**REQUIREMENTS:**
- 1) Answer these questions from the watch roundup below, each on its own line:
(a) How many pieces of the new Grand Seiko Spring Drive are being produced?
(b) Which dial option for the Jaeger-LeCoultre Reverso Tribute is new this year?
(c) Which metals does Montblanc mix to make its Lime Gold alloy?
- 2) Summarize the watch roundup below in two sentences.

**TEXT TO READ:**
********************
It might seem sacrilege to take a hammer and chisel to a platinum case that someone’s spent hours polishing to mirror-like perfection. But, in the case of Grand Seiko’s new, manually-wound Spring Drive, it’s all part of the process. The end result is a case that mimics the texture of white birch trees found in a forest near the Japanese watchmaker’s headquarters at the foot of the North Yatsugatake Mountains. Likewise, the dial, executed in silver, features the same hand-engraved grooves. As such, each of the 50 pieces being produced will have their own unique pattern. The metallic-wood texture created is mesmeric.

£67,450, grand-seiko.com

Jaeger-LeCoultre Reverso Tribute Small Seconds

Jaeger-LeCoultre may be over-egging it slightly when it says the pink-gold case of its Reverso Tribute has been ‘significantly revised’ for 2023 – the thickness of the case has been slimmed down by almost, but not quite, one whole millimetre, so it’s safe to say that no rulebooks where ripped up here – but a string of new colour combinations do catch the eye. Silver and black dials recall the earliest Reversos of the 1930s, while an opaline option is new for this year. It is the burgundy number, however, that sets the pink-gold case alight. Admittedly, it’ll be far harder to pair with the rest of your wardrobe. So upgrade the rest of your wardrobe.

£8,800, jaeger-lecoultre.com

Montblanc Unveiled Timekeeper Minerva

montblanc unveiled timekeeper minerva

You’ve heard of white gold, red gold and rose gold – but Lime Gold? Us neither. Turns out, it’s a thing. Or at least it is over at Montblanc, which has created a proprietary alloy by mixing 18k gold, silver and iron. The result is a gold that's somehow more gold than normal gold. It’s incredibly gold. Textbook gold. But that’s not the story here. The story here is the pushers, or lack thereof. Montblanc has created a chronograph minus the push-buttons customarily placed at two and four o’clock. Instead, the stopwatch is started, stopped and reset by clicking the bezel to the right. It’s super smart stuff, requiring several patents to get right. But still, that gold.

£53,000, montblanc.com

Cartier Tank Louis Cartier

new Cartier Tank

Just when you thought Cartier had riffed off its legendary Tank in every which way possible, along comes another play on the rectangular Art-Deco timepiece to prove you wrong. This year, by our calculations, the French jewellery house has extended its already far-reaching Tank family with the introduction of 19 new references. That’s a lot of Tanks. That’s a lot of firepower. Winning the arms race (wrist race?) is a yellow-gold-cased 'Normale' with a grid-iron dial latticed with tiny squares of alternating white, rose and yellow gold. The original Tank dates from 1919; this latest edition has serious ’70s appeal.
********************
**RECORDED INFORMATION:**
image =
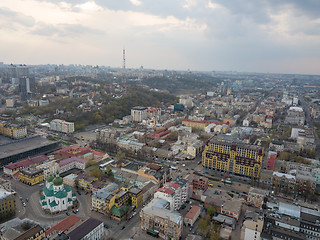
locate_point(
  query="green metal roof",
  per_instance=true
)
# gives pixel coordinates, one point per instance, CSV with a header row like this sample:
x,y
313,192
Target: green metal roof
x,y
53,204
61,194
47,192
68,188
50,178
57,181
********************
**PROBLEM SOLUTIONS:**
- 1)
(a) 50
(b) The opaline dial
(c) 18k gold, silver and iron

- 2) Grand Seiko's new manually wound Spring Drive, limited to 50 pieces, has a hand-engraved platinum case and dial that mimic white birch bark. Jaeger-LeCoultre's Reverso Tribute gets new dial colors including burgundy, and Montblanc offers a Lime Gold chronograph operated by clicking the bezel rather than pushers, while Cartier has added 19 new Tank references, among them a yellow-gold 'Normale' with a gold-latticed grid dial.